> What is asked:
Print everything from the start of the entries down to the line containing "column 794, row 473", inclusive, character for character. Leave out the pictures.

# Material shown start

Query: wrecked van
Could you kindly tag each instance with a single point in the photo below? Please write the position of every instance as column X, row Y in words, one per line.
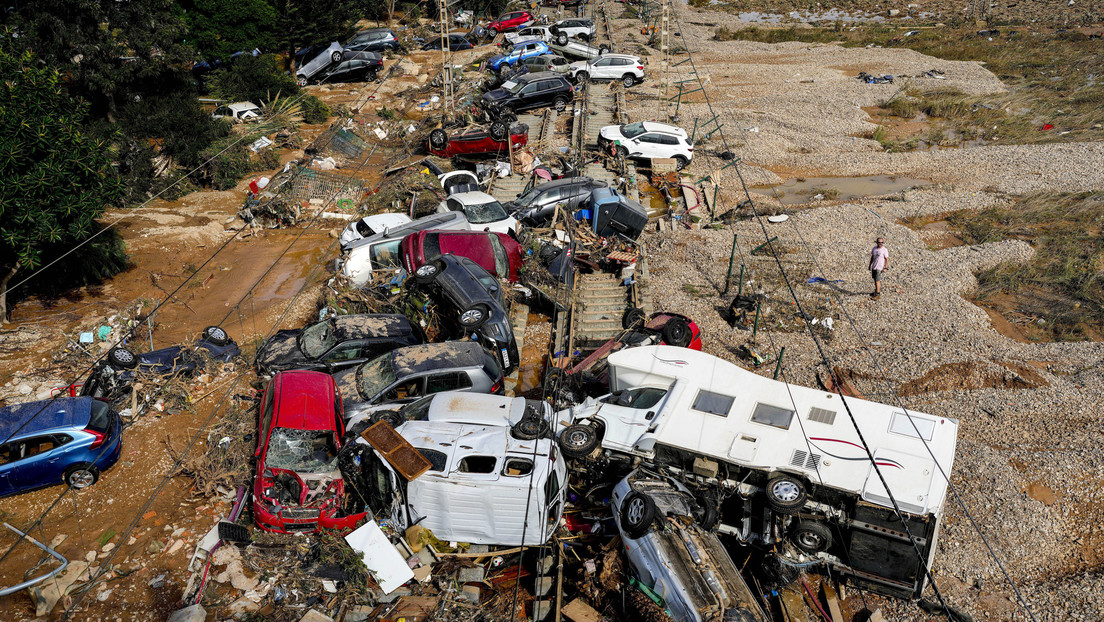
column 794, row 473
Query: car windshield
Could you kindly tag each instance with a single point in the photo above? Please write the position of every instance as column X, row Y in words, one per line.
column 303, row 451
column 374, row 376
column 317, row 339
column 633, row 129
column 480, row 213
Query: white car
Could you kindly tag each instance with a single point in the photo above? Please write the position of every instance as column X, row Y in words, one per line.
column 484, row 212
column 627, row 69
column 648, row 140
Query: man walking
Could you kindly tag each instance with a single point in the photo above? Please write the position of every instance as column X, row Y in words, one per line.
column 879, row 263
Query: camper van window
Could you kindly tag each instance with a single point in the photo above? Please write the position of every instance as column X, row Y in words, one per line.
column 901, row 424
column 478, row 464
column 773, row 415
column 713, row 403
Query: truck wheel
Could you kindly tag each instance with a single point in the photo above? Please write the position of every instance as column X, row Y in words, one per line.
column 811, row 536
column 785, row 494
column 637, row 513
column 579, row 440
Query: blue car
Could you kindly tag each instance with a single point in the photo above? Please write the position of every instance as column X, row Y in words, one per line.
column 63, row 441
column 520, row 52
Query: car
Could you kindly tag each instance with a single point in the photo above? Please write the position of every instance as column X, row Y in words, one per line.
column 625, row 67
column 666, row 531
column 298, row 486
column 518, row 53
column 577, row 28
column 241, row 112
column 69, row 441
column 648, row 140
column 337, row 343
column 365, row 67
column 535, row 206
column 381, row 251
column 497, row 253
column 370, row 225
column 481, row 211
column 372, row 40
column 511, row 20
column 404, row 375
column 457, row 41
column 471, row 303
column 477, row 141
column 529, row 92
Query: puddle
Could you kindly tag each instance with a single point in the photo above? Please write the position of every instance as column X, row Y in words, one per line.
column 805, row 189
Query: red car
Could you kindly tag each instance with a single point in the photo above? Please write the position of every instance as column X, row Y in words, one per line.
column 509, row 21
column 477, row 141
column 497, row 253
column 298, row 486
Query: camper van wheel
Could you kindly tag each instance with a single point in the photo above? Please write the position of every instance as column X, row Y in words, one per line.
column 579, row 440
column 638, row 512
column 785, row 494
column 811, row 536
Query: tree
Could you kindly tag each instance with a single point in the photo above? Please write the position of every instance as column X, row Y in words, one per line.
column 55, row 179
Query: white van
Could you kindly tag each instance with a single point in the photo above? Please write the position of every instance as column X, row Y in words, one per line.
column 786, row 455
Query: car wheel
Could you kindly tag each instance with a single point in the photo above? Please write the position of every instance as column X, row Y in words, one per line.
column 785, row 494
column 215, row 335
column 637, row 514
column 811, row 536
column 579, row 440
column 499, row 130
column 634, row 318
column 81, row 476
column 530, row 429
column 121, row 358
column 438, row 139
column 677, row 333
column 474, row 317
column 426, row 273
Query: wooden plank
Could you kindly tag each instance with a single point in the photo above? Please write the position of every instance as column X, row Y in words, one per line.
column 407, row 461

# Material shown end

> Result:
Query: wrecked van
Could you kindly tag each instance with a single point in the photo below? Please write the position of every instance as column X, row Y in words, one per line.
column 794, row 473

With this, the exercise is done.